━━ Data section

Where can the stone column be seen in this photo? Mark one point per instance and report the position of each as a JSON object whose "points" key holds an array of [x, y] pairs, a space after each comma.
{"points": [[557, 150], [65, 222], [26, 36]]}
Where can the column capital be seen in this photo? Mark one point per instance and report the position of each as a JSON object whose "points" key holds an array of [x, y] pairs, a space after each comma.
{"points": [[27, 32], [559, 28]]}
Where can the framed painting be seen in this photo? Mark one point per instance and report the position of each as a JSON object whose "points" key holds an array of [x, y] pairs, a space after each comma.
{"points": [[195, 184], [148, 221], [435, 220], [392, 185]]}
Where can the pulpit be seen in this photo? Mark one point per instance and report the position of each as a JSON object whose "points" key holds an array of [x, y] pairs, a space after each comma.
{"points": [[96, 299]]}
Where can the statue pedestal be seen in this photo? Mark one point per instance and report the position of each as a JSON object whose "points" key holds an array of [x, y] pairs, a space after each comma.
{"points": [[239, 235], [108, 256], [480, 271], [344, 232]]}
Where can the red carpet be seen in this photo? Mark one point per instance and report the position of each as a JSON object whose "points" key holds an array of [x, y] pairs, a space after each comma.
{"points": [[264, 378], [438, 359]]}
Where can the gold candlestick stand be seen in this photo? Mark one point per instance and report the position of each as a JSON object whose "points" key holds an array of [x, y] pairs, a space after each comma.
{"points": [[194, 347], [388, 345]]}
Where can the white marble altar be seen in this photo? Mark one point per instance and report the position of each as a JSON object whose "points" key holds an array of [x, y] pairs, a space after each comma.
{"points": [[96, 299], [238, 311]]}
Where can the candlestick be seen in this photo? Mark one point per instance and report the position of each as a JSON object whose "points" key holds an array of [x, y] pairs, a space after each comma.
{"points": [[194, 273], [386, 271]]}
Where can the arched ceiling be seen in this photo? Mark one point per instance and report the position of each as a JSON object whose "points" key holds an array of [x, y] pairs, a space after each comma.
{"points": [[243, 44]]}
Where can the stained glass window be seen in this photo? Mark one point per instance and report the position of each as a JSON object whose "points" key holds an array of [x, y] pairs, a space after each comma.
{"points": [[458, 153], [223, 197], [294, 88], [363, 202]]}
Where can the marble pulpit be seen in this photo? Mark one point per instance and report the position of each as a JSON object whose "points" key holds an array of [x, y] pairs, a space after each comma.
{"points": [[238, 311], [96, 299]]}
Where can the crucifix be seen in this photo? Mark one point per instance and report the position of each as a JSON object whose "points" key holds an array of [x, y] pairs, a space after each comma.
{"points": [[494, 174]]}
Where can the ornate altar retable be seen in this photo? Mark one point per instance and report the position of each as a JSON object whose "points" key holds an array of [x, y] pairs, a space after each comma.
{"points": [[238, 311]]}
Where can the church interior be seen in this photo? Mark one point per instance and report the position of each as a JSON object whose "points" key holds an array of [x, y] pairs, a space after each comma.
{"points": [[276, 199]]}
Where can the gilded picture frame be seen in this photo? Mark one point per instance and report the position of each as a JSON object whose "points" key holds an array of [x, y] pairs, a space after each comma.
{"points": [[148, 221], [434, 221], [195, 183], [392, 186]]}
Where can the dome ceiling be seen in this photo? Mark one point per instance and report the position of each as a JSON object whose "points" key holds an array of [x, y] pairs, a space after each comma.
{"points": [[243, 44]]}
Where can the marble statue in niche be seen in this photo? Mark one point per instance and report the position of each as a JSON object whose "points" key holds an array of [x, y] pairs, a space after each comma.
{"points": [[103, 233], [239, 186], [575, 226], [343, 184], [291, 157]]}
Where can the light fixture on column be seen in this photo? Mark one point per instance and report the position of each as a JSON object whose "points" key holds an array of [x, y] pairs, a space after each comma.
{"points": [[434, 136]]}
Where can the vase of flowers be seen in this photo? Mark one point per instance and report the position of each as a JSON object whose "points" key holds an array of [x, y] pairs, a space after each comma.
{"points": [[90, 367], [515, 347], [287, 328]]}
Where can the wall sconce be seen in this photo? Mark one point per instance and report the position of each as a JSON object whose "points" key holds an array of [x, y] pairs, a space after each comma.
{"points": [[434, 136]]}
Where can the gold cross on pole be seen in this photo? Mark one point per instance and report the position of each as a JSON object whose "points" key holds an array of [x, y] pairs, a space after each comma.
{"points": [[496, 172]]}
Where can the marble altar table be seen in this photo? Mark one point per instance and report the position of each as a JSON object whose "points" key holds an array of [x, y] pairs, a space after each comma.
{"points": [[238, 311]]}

━━━━

▶ _Exercise description_
All the records above need to be output exactly, with none omitted.

▶ _Result of this exercise_
Where can the stone column be seen in this photo? Mark one point per instance and report the position of each as a JSON object whose "points" key holds an array of [x, y] pairs, a space after each comma.
{"points": [[557, 150], [65, 222], [26, 36]]}
Where can the column capital be seen in this photo? Mark one point per instance and report the position of each as a JSON object whose "points" key holds an array of [x, y] pairs, a space after each comma.
{"points": [[27, 32], [559, 28]]}
Where can the framed painting be seen in this photo? Mark one point per instance and report the position of each as a JSON object whose "points" key holds an array of [x, y] pairs, a space after each comma.
{"points": [[195, 184], [148, 221], [435, 220], [392, 185]]}
Where can the pulpit be seen in this photo? Mark one point per instance and report the position of each as a JSON object whose "points" key holds an array of [x, y] pairs, a space after each comma.
{"points": [[96, 299]]}
Where can the statue pedestal be seen in this photo? Mark one point per instance and report the position of each as a JSON object whose "points" key holds an array of [x, y] pairs, a space after each comma.
{"points": [[239, 235], [108, 256], [480, 271], [344, 232]]}
Where can the red carpet be seen in this photo? Mark one point per instance and report the position of each as a JSON object whose "points" key holds an array of [x, y] pairs, a space after each comma.
{"points": [[264, 378], [438, 359]]}
Where can the gold candlestick stand be seen in this photo? Mark one point per instance and report the position of each as a JSON object whose "points" key holds an array of [x, y] pairs, a space after each comma.
{"points": [[194, 347], [388, 345]]}
Where can the white marble altar be seen in this photo? Mark one point per instance and report the position of each as a JSON object whose "points" key holds an array of [x, y] pairs, a space after each comma.
{"points": [[96, 299], [238, 311]]}
Where can the candlestick be seen in this photo? Mark one point per instance and report the position of each as a JSON object whose "points" key holds an array of [x, y] pairs, a space after each comma.
{"points": [[194, 273], [386, 271]]}
Where can the arched ceiling be seen in this photo? Mark one point per instance and report the position of each as a JSON object whose "points" key holds an array of [x, y] pairs, a space after each comma.
{"points": [[243, 44]]}
Where can the stained glass window be seen in this photo? Mark one point per instance and report the position of each as a JSON object whose "points" key holds an array of [x, y] pairs, a space after each comma.
{"points": [[458, 153], [223, 197], [294, 88], [363, 202]]}
Where can the marble pulpit be seen in this photo? Mark one point per instance and report the position of each as a JSON object whose "points" key holds an array of [x, y] pairs, a space after each comma.
{"points": [[238, 311], [96, 299]]}
Where can the crucifix be seen in this photo? Mark one point per instance and report the position of each as a JSON object whose "points" key holds an array of [x, y] pairs, a space after each comma.
{"points": [[494, 174]]}
Where can the ornate altar retable be seen in this photo? Mark one point per instance and report the position of each as a JSON object whose "points" key holds an array of [x, y] pairs, a space after each comma.
{"points": [[238, 311]]}
Where can the church interior be seen in this photo? Mark one point per instance and report the position of each as a JSON object whose "points" key holds an array of [x, y] pairs, a space after each comma.
{"points": [[276, 199]]}
Where can the gilded picture frame be seen in this photo? Mark one point per instance and report the position of each as a JSON object whose "points" key holds an array of [x, y] pairs, a space after each comma.
{"points": [[148, 221], [434, 221], [195, 183], [392, 186]]}
Where can the dome ceiling be seen in this photo? Mark one point per instance and report the position of each as a JSON object whose "points" key holds an array of [x, y] pairs, a space after each comma.
{"points": [[243, 44]]}
Where can the marble statue in niche be seen in this photo? Mark one point per instance and report the position of each as a JSON object whose "points" key holds an array of [x, y] pairs, a space after each comma.
{"points": [[103, 233], [239, 186], [575, 226], [343, 184], [291, 157]]}
Where can the light fixture on column be seen in this photo? Mark one point per instance and report the position of each as a JSON object whose "points" key holds an array of [x, y] pairs, a space after each comma.
{"points": [[434, 136]]}
Where can the vase of flowers be seen in this photo? Mark one point per instance and report the position of each as a JSON object whose "points" key holds an array of [x, y] pairs, a space after each comma.
{"points": [[90, 367], [515, 347], [287, 328]]}
Where can the wall sconce be seen in this photo? Mark one point per instance and report the position of each as a JSON object whose "points" key holds an array of [x, y] pairs, a space after each comma.
{"points": [[434, 136]]}
Where can the gold cross on pole be seen in this photo? Mark one point per instance and report the position of each as a JSON object whose "points" key holds an array of [x, y] pairs, a space after each comma.
{"points": [[496, 172]]}
Where can the marble altar table be seen in this photo? Mark one point per instance and report the position of each as a JSON object whose "points" key holds an array of [x, y] pairs, a space after each comma.
{"points": [[238, 311]]}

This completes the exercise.